**SHORT EXERCISE**.
Reproduce verbatim, from the Amsterdam travel text below, everything from "Cycling is the" down to "room in Amsterdam.".

Top 10 Things to do in Amsterdam

My new favorite word from the urban dictionary is “travsessed”. It can be defined as an obsession with travel. When all you talk and think about is your past or future trips. Amsterdam has been on my mind lately. Last summer a friend of mine went there, and she said that there’s more to it than the world-famous Red Light District and the legal use of marijuana.

She didn’t want to give it all away and asked me to do my own research and find out what interesting things there might be to do in Amsterdam. Once I had looked into it, I immediately moved Amsterdam to the top of my list of places to visit. Here is what I discovered and found to be the top 10 things to do in Amsterdam.

The first thing to do is get your hands on the “I Amsterdam City Card” that offers you a unique way to explore Amsterdam. It will give you access to all major highlights and more than 70 museums, city-wide public transport, a canal cruise and bicycle rent. Major benefits are that you get to skip lines, save money and get exclusive discounts at restaurants, attractions and concerts.

The City Card includes the following and is available through the online application:

• Access to all major highlights and 70+ museums
• City-wide public transport by metro, tram, bus and ferry
• 1 hour cruise on the historical canals of Amsterdam
• 24 hour bicycle rental

1. Hire a bicycle

Do as the Dutch do and hire a bicycle to explore the city. This is the basic mode of transportation for the natives of Amsterdam and for tourists who know the best way to get around. It is the most convenient way to get around the city for sight seeing and exploring.

Most hotels have bicycles available to hire. If these are all booked up, there most likely will be a bicycle store within walking distance where you can rent one. Vondelpark is Amsterdam’s answer for wide green space like Central Park is for New York City. If the bike lanes make you a bit nervous, head on to one of the city’s green spaces for wider lanes and zero trams. Just a tip, make sure you get a chain and padlock for the bike you hire, to make sure you find your bike exactly where you left it.

Cycling is the best way to get around Amsterdam

2. Have tea in the Smallest House

Oude Hoogstraat 22, image sourced from Wikimedia Commons

The smallest house in Amsterdam is registered as a national heritage site and is located at Oude Hoogstraat 22 in the old city center of Amsterdam. The house, known to some as the “Smallest house of Europe”, is 6 feet 8 inches wide and 16 feet 5 inches deep. The Smallest House in Amsterdam is not only the smallest house in town, it is a lovely tea shop as well. With its vast collection of loose tea’s and selected coffees, this tiny teahouse is a must-do for every tea lover. And if you really want to treat yourself, book a lunch or high tea in the tea room upstairs, the smallest tea room in Amsterdam.

**PROVIDED INFORMATION**.
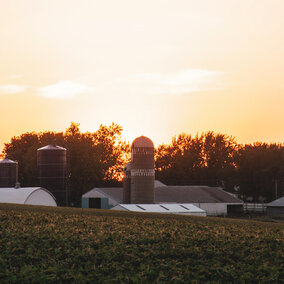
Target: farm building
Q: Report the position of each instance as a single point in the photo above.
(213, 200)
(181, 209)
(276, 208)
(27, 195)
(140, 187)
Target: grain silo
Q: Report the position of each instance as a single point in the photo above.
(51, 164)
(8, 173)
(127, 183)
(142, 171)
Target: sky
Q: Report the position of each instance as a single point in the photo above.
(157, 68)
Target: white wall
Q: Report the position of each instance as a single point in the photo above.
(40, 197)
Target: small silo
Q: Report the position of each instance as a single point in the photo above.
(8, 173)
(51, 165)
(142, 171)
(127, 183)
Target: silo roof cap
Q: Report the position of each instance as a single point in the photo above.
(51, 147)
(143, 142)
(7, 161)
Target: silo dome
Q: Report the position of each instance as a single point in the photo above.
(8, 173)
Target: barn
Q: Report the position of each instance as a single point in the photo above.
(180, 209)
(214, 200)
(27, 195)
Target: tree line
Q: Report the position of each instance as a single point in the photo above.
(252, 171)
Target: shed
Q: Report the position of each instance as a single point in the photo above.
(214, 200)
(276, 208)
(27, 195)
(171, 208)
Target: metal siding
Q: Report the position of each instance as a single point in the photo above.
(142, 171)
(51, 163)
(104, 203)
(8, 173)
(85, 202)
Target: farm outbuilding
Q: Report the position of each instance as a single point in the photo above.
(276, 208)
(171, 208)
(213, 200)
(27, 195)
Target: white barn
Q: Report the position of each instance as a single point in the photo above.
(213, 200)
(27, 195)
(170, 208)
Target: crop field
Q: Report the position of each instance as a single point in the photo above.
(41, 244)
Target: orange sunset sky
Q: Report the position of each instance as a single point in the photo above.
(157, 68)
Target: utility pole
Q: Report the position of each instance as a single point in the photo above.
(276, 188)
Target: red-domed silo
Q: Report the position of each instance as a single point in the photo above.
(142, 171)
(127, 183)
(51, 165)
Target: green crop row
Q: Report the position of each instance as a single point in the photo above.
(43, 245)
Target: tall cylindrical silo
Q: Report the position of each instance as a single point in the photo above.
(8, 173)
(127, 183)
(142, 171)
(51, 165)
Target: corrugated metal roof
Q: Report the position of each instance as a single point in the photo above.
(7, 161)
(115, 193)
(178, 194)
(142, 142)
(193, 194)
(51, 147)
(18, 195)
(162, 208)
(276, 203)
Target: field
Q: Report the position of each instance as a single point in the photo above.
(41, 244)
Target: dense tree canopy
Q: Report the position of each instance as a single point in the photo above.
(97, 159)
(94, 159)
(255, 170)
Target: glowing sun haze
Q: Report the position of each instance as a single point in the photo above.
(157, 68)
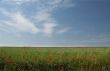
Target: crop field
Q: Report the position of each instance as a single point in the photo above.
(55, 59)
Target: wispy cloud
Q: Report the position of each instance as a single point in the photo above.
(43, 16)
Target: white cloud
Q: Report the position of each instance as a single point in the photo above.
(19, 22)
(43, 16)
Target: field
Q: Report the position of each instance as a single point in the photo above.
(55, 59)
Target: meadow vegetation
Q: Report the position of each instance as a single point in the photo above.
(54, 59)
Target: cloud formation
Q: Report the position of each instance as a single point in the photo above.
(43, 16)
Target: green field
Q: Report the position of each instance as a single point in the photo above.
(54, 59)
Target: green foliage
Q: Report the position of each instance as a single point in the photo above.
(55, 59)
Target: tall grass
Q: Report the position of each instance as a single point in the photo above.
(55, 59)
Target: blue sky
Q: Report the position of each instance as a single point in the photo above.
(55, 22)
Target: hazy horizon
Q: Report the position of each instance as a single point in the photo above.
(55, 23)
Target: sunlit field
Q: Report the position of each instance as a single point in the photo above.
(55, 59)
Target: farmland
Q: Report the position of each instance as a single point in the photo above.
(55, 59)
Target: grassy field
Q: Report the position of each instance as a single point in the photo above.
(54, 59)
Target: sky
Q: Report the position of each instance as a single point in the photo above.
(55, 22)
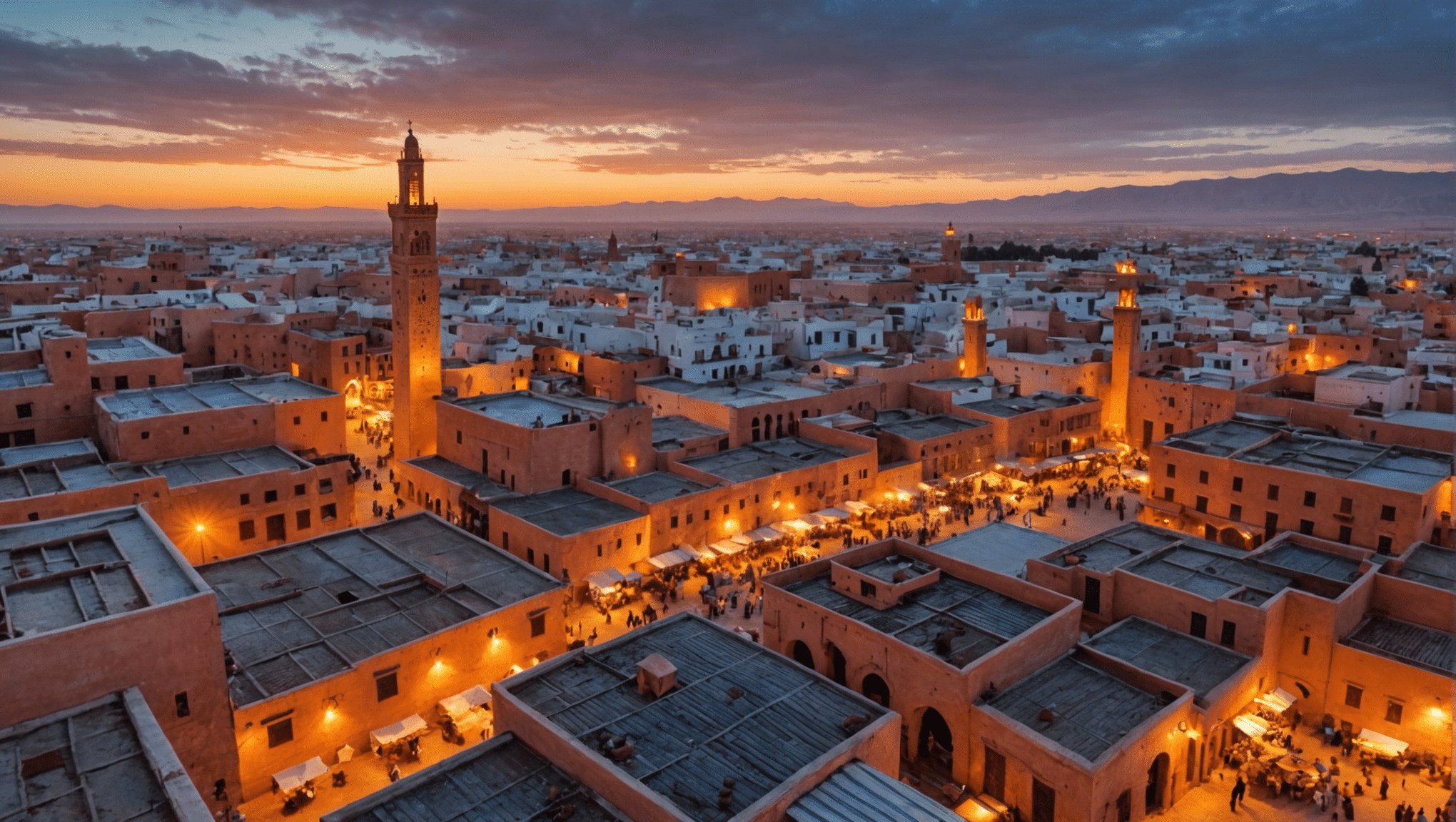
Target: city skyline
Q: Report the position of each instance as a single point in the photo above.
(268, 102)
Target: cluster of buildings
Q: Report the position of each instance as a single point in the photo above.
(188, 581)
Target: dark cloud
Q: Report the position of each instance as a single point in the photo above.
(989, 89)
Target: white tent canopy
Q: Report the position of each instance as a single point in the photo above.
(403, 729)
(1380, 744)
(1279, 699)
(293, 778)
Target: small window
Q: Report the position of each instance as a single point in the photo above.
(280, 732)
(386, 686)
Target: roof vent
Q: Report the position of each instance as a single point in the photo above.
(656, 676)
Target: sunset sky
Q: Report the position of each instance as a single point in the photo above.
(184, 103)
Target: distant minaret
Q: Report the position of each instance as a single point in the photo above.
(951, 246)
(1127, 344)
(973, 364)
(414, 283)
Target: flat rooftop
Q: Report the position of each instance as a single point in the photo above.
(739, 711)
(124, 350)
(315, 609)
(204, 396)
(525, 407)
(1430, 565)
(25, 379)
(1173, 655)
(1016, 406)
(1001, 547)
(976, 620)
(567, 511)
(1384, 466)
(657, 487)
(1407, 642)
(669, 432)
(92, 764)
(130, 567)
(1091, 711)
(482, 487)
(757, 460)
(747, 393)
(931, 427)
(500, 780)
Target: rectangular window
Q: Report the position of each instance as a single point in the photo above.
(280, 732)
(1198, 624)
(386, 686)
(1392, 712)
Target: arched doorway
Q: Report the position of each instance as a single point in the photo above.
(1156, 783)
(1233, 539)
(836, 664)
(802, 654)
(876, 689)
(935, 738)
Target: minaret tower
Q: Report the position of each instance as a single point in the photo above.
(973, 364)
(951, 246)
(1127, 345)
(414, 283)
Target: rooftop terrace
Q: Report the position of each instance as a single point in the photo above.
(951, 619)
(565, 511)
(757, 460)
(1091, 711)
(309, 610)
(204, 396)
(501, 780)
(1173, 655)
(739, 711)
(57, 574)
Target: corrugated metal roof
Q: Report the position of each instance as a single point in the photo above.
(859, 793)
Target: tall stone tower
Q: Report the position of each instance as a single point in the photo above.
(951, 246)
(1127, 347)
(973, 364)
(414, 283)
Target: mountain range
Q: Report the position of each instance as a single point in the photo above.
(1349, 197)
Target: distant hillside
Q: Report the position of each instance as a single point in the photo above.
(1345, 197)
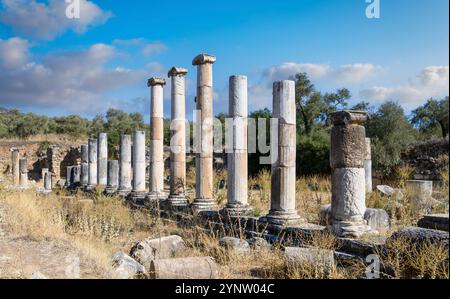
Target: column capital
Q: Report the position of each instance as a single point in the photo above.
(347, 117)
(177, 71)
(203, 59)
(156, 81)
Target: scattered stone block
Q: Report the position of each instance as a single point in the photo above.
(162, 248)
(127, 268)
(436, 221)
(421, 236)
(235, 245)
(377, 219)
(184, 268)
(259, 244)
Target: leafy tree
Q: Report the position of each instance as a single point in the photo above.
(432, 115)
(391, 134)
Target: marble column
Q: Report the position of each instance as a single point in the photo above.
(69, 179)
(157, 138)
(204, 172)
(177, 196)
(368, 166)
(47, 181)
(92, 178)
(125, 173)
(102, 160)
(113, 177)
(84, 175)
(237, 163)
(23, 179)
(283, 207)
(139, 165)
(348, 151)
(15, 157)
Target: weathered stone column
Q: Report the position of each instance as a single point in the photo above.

**ANSWER FOR THIS EXERCISE**.
Cycling is the best way to get around Amsterdam

2. Have tea in the Smallest House

Oude Hoogstraat 22, image sourced from Wikimedia Commons

The smallest house in Amsterdam is registered as a national heritage site and is located at Oude Hoogstraat 22 in the old city center of Amsterdam. The house, known to some as the “Smallest house of Europe”, is 6 feet 8 inches wide and 16 feet 5 inches deep. The Smallest House in Amsterdam is not only the smallest house in town, it is a lovely tea shop as well. With its vast collection of loose tea’s and selected coffees, this tiny teahouse is a must-do for every tea lover. And if you really want to treat yourself, book a lunch or high tea in the tea room upstairs, the smallest tea room in Amsterdam.